- Opening Delimiter -

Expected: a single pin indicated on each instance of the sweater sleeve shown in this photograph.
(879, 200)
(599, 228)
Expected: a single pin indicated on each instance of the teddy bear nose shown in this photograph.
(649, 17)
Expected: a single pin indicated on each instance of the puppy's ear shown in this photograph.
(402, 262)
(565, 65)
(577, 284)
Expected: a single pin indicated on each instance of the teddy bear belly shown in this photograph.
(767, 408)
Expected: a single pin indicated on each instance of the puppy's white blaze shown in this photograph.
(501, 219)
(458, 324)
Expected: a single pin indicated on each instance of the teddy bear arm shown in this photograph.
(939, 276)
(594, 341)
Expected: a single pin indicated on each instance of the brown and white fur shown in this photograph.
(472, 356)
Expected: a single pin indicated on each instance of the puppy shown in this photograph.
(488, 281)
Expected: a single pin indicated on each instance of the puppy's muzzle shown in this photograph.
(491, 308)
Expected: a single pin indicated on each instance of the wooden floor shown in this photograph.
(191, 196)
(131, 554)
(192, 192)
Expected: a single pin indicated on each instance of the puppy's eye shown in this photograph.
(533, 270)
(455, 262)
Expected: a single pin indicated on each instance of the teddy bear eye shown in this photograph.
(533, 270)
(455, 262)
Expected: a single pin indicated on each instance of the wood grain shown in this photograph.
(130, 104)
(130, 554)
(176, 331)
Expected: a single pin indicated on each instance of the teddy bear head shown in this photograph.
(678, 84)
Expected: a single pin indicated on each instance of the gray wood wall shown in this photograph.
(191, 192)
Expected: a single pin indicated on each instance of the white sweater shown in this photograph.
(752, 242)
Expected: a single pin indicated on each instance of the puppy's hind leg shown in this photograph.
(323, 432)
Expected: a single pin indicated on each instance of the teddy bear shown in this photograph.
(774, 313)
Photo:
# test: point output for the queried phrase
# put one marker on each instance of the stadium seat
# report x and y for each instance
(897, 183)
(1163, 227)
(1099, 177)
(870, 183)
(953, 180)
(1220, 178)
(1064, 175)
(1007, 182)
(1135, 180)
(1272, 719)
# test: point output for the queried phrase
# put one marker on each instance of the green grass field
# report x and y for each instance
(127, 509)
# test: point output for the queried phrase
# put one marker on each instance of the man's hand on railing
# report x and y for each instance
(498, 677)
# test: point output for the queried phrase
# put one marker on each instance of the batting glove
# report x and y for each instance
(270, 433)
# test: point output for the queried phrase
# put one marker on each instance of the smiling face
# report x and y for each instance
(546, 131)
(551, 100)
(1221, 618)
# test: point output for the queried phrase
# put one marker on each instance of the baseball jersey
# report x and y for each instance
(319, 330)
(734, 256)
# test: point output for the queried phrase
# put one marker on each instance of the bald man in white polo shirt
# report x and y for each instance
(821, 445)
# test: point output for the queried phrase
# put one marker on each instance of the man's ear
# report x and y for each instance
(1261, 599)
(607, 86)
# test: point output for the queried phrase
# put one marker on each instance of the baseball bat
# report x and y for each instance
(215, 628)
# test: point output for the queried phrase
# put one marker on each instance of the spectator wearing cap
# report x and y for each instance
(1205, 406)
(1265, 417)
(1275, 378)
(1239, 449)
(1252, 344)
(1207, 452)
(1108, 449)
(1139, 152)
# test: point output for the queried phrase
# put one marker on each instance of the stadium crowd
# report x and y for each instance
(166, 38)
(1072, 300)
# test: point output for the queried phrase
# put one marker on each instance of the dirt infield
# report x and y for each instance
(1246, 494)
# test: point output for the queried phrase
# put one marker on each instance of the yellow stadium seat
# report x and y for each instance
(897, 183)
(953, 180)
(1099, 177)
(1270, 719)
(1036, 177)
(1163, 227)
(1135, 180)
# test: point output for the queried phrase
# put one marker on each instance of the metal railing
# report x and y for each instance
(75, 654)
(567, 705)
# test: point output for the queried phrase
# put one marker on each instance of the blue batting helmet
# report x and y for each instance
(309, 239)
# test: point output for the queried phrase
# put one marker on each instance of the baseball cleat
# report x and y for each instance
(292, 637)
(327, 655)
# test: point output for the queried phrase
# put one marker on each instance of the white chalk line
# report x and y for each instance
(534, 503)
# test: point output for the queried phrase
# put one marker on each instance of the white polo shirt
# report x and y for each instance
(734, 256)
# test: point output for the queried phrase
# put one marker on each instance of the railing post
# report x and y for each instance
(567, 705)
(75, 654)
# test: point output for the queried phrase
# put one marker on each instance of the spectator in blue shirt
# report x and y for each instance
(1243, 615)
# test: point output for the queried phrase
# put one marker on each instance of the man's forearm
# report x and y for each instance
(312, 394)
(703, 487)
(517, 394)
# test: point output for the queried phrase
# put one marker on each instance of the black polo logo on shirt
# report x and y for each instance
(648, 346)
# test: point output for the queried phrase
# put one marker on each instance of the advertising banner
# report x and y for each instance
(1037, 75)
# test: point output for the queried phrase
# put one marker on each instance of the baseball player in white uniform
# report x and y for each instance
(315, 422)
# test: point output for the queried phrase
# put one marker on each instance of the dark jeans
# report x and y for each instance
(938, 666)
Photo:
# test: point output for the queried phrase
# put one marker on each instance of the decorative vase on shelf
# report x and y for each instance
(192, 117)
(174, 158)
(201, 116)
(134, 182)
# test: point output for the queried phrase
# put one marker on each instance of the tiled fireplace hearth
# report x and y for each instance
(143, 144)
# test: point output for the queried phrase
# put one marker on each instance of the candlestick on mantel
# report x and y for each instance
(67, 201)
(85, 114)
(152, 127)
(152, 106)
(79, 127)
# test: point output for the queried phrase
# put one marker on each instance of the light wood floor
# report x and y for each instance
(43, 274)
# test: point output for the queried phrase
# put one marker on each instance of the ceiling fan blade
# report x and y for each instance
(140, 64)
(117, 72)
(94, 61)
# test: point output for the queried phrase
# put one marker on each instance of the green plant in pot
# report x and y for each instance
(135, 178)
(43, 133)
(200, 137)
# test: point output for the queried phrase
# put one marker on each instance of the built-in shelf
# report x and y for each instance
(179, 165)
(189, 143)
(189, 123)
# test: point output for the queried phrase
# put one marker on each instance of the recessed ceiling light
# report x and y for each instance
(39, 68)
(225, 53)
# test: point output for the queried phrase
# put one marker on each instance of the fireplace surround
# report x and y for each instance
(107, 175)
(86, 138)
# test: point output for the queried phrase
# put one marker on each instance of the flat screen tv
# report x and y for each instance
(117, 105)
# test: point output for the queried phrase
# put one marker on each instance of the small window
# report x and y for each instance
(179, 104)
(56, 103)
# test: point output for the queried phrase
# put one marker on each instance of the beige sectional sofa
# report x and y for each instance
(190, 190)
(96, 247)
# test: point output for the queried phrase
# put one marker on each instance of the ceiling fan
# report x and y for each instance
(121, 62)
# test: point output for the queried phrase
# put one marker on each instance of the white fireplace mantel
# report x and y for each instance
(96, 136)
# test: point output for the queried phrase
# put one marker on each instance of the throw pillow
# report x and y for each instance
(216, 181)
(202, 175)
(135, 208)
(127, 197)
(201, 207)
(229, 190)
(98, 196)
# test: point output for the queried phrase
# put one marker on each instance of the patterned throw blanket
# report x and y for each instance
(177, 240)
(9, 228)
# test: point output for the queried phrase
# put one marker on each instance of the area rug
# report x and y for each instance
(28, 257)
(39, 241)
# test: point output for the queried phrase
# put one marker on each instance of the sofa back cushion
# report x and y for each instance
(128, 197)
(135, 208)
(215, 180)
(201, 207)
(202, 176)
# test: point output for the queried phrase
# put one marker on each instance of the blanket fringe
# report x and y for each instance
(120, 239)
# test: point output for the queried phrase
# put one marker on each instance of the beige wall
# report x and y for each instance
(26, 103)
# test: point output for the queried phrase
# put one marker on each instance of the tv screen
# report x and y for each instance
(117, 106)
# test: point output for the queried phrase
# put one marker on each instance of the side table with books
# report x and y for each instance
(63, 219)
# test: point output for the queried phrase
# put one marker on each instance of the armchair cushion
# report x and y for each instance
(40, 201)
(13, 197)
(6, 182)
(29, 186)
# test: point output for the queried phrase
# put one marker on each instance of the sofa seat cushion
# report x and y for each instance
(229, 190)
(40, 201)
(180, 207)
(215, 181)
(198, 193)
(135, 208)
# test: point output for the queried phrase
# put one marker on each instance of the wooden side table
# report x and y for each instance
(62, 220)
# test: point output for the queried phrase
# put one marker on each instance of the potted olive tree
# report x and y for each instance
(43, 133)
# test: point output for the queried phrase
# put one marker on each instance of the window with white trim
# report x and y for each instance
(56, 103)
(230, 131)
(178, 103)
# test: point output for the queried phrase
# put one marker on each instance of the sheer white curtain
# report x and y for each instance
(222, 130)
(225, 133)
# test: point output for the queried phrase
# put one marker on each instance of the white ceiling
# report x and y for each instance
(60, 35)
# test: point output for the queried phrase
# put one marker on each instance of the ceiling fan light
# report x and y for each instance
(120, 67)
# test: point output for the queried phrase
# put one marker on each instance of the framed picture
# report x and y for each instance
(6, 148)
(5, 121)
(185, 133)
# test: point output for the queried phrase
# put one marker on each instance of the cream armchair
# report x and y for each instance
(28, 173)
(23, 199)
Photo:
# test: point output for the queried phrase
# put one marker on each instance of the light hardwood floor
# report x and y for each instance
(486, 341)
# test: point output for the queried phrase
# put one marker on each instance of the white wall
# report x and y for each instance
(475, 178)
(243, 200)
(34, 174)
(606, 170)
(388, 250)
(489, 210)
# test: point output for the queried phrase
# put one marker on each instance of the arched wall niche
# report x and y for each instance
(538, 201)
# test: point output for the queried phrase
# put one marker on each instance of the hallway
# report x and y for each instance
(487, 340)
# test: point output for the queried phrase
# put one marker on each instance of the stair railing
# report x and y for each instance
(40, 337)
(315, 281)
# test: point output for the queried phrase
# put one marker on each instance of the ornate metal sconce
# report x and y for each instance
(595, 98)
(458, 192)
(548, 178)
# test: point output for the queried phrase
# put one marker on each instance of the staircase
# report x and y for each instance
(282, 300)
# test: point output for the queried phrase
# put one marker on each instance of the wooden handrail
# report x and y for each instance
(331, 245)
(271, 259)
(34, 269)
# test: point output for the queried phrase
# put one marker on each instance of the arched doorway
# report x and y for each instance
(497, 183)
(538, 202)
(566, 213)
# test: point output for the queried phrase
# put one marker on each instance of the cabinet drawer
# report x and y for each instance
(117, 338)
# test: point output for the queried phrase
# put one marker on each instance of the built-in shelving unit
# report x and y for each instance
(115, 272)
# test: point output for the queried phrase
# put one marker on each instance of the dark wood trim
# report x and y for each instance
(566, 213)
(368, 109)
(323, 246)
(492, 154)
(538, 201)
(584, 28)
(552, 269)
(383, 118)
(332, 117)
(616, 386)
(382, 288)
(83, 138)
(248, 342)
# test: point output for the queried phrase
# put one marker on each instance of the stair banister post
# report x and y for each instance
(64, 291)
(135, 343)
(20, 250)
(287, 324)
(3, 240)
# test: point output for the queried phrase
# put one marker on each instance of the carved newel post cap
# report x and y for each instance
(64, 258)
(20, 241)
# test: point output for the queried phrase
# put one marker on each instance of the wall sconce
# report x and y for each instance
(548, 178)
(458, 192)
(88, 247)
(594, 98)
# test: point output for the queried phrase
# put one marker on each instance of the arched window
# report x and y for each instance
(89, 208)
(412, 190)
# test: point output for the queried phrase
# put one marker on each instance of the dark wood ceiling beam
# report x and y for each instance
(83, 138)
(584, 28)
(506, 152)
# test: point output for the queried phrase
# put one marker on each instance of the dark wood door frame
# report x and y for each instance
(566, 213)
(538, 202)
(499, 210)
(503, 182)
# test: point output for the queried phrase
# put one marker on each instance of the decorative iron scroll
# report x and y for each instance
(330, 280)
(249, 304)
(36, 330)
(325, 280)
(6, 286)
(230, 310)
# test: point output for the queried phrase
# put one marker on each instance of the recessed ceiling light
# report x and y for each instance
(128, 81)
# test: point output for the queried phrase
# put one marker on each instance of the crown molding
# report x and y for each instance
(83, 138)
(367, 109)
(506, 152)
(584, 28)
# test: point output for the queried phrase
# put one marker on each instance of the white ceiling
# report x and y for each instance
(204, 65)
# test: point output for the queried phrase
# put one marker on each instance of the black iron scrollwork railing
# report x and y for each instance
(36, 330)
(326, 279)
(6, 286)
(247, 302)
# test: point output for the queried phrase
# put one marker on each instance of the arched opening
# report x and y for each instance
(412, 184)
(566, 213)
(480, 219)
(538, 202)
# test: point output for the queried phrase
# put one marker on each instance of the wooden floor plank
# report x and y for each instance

- Closing Delimiter -

Your answer should consist only of the count of lines in the data that contain "railing".

5